▸ WHAT YOU SHOULD DO
Records follow. Copy every line with "cover".

(Source data)
-- Opening Marker --
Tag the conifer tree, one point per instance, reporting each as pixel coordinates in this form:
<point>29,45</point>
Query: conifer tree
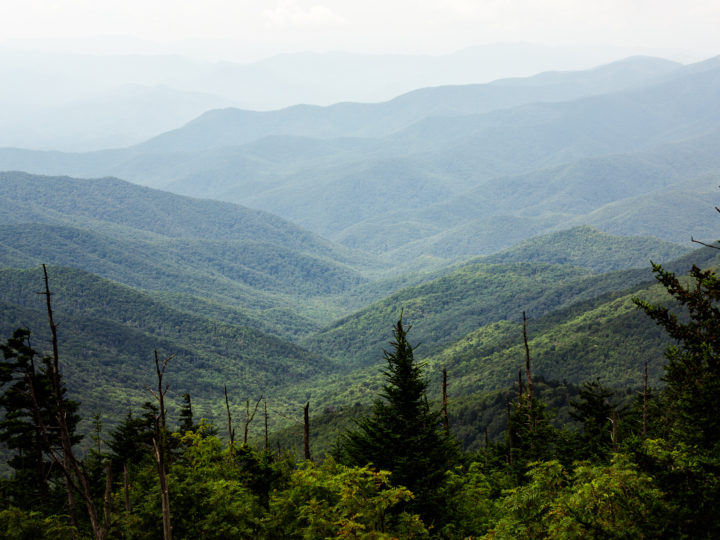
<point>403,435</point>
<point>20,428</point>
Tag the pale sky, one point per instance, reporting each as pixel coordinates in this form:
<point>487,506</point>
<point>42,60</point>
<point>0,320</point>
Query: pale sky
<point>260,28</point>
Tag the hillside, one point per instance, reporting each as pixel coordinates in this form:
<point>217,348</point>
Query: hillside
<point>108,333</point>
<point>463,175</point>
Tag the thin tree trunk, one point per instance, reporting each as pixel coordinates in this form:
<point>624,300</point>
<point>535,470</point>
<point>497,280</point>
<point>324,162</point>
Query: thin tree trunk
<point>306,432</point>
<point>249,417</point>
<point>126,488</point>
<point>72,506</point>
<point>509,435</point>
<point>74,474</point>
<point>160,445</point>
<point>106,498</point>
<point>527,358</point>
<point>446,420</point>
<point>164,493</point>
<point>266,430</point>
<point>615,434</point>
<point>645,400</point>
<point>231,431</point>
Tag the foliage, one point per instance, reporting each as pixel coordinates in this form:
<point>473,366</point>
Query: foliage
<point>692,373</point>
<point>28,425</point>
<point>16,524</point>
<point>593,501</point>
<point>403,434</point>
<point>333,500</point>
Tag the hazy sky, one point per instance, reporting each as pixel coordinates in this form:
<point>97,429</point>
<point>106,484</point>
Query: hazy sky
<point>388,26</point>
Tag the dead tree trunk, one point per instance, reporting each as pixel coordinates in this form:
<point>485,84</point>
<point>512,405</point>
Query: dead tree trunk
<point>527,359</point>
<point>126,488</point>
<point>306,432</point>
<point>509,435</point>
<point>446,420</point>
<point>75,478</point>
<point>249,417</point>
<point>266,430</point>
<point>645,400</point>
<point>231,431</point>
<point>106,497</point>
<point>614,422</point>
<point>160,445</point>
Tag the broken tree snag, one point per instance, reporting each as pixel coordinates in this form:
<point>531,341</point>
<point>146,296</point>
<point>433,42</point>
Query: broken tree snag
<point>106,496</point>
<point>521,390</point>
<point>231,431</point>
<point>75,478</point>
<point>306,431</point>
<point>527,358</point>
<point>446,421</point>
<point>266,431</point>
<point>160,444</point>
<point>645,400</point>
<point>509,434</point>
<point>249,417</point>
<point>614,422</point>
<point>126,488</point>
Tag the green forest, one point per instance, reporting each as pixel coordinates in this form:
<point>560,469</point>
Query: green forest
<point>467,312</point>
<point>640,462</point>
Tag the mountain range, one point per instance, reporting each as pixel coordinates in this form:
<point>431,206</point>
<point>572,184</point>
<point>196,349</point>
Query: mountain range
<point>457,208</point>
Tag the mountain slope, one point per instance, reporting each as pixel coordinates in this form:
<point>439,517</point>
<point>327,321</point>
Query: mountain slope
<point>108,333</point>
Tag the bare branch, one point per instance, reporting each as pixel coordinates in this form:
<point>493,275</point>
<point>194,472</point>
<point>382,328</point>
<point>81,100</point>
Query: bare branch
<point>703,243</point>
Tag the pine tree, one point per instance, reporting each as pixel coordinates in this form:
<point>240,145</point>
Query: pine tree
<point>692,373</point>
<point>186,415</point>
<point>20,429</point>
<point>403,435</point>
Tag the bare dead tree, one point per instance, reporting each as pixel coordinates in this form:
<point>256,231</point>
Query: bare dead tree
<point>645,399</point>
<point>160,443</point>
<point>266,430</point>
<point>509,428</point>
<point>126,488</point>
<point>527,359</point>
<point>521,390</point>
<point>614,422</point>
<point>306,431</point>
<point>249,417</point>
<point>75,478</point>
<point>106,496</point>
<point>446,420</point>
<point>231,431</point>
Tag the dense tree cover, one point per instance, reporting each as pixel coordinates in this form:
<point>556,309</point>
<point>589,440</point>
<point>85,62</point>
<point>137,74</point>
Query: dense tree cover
-- Closing Marker --
▸ TASK RESPONSE
Tag the dense tree cover, one point per instance, reporting each as pixel coordinates in this form:
Query: dense tree cover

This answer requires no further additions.